• EXCERPT PROVIDED
+ + + + +
Note on maxOutputTokens: Gemini 2.5 models are "thinking" models that use part of the output token budget for internal reasoning. If you set maxOutputTokens too low (e.g., 20), the model may spend all tokens on thinking and return no visible output. Use at least 200 for short responses.
Step 3: Check the Dashboard
Open the NullSpend dashboard. Cost events appear within seconds. You'll see:
- Daily spend chart — cost over time
- Model breakdown — Gemini models with
provider: google - Thinking tokens — tagged as
_ns_thinking_tokensfor Gemini 2.5 models
What Gets Tracked
| Field | Source |
|---|---|
| Input tokens | usageMetadata.promptTokenCount |
| Output tokens | usageMetadata.candidatesTokenCount |
| Cached tokens | usageMetadata.cachedContentTokenCount |
| Thinking tokens | usageMetadata.thoughtsTokenCount (tag: _ns_thinking_tokens) |
| Google response ID | responseId (tag: _ns_google_response_id) |
How It Differs from OpenAI/Anthropic
| Aspect | OpenAI/Anthropic | Gemini |
|---|---|---|
| Model location | In request body ("model": "gpt-4o") | In URL path (/models/gemini-2.5-flash:generateContent) |
| Streaming | Body field "stream": true | Different endpoint (:streamGenerateContent) |
| Auth header | Authorization: Bearer | x-goog-api-key (or Authorization: Bearer) |
| SSE format | Delta-based (partial chunks) | Complete response per event |
| Request body | NullSpend convention | Native Gemini format (passthrough, no transformation) |
What's Next
- Set a budget — The proxy blocks Gemini requests with
429when the budget ceiling is hit. - Add tags — Attribute Gemini costs to teams or features with the
X-NullSpend-Tagsheader. - Configure webhooks — Get notified on cost events and budget thresholds.
+ + + + +
• EXERCISE INSTRUCTIONS
**1)** What minimum maxOutputTokens value does the excerpt recommend for short responses from Gemini 2.5 models?
**2)** Reproduce the excerpt's text between "Note on maxOutputTokens: Gemini" and "for short responses.", inclusive.
The rows come from a separate source and have no connection to the excerpt.
+ + + + +
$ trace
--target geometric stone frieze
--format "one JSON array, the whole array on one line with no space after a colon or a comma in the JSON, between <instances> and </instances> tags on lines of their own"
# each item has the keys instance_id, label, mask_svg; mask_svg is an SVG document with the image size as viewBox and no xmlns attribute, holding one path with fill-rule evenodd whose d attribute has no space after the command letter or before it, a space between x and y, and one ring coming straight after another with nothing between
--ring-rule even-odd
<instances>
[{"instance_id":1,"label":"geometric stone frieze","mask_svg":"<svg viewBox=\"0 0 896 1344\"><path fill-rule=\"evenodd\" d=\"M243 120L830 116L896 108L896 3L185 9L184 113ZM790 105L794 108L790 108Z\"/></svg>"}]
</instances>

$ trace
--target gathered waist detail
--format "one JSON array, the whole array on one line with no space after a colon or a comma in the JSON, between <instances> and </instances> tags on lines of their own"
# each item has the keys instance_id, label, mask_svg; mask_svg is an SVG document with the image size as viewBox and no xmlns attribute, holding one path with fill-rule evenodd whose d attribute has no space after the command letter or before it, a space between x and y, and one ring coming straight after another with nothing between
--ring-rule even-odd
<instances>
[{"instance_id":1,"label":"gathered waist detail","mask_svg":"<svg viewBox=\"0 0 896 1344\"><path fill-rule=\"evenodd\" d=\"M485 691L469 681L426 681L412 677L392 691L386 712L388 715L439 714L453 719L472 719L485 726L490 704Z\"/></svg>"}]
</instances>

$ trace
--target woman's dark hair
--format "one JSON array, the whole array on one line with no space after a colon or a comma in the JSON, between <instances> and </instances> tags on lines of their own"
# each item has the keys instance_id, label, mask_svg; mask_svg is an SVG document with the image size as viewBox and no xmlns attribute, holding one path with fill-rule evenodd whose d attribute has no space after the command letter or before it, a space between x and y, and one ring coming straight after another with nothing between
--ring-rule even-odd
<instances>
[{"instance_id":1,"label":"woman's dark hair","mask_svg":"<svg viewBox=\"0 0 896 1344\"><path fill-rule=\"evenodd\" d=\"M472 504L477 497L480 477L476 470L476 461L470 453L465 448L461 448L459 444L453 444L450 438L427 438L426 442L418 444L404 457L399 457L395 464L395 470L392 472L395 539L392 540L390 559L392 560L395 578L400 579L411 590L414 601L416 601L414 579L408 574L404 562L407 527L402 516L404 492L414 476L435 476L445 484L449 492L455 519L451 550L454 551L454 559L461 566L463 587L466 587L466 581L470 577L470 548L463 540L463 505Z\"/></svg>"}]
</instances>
+ + + + +
• EXPECTED OUTPUTS
**1)** At least 200.

**2)**
Note on maxOutputTokens: Gemini 2.5 models are "thinking" models that use part of the output token budget for internal reasoning. If you set maxOutputTokens too low (e.g., 20), the model may spend all tokens on thinking and return no visible output. Use at least 200 for short responses.